__Pagina__:
________________________________________

Italcementi, di nuovo “stop!” a Monselice

Il Tar del Veneto boccia il piano di ammodernamento del cementificio all’interno del Parco dei Colli Euganei. Il testo della sentenza, frutto di un ricorso promosso dai Comuni di Este e Baone, trasmesso anche alla Procura della Repubblica, per approfondire il contenuto della convenzione tra l’impresa della famiglia Pesenti e l’Ente parco

È arrivato l’ennesimo colpo di scena nella querelle amministrativa che vede coinvolti Italcementi, primo produttore italiano di cemento, ed enti e associazioni dei Colli Euganei (vedi Ae 126).
Il 9 maggio, infatti, il Tar del Veneto ha bocciato il progetto di revamping (ammodernamento) dell’impianto di Monselice (Pd), lo stabilimento delle multinazionale bergamasca. Per il momento, perciò, niente nuova torre di 89 metri all’interno del Parco regionale dei Colli Euganei.

________________________________________

__Materiale fornito__:

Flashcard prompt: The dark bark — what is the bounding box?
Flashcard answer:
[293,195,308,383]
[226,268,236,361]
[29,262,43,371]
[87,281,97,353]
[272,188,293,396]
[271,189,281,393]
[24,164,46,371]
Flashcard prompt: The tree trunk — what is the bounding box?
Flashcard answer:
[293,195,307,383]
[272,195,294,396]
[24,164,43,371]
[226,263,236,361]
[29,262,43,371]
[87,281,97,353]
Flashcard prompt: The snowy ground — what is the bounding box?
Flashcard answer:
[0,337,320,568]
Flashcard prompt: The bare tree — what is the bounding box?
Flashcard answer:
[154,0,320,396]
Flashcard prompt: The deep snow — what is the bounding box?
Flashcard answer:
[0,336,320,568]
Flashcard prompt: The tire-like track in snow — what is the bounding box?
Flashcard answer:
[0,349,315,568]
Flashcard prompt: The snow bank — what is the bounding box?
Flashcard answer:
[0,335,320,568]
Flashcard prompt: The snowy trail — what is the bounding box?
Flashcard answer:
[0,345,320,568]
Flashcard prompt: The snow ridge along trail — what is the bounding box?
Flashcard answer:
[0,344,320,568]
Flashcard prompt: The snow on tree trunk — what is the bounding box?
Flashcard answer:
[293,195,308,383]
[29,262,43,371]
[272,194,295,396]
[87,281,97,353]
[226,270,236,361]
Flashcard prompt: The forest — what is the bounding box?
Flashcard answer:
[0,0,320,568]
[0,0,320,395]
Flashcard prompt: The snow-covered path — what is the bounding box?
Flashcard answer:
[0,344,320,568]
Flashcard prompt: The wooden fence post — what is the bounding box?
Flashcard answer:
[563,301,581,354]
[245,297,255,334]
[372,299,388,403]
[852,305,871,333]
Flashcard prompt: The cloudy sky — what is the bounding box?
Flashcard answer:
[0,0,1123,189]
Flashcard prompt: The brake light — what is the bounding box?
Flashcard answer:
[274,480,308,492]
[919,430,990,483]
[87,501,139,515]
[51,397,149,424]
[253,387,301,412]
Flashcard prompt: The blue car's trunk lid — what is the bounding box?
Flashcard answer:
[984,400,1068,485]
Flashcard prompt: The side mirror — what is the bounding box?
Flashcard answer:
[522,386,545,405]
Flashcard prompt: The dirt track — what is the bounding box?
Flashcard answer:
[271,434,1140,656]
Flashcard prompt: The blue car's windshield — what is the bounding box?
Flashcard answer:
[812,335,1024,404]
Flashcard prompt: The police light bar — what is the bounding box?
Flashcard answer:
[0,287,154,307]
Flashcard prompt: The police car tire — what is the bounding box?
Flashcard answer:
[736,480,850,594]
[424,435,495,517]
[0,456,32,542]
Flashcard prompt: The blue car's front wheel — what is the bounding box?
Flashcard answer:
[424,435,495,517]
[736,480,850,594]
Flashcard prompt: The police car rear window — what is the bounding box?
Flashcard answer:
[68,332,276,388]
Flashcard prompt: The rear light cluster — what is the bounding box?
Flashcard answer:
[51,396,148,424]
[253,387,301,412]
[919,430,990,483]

________________________________________

__Obiettivo del compito__:
Rispondi in breve, basandoti sulla pagina dedicata al cementificio di Monselice:
1. Quali Comuni hanno promosso il ricorso?
2. In che giorno il Tar del Veneto ha bocciato il progetto di ammodernamento?
3. Quanto doveva essere alta la nuova torre?

__Soluzione scritta__:
1. Este e Baone.
2. Il 9 maggio.
3. 89 metri.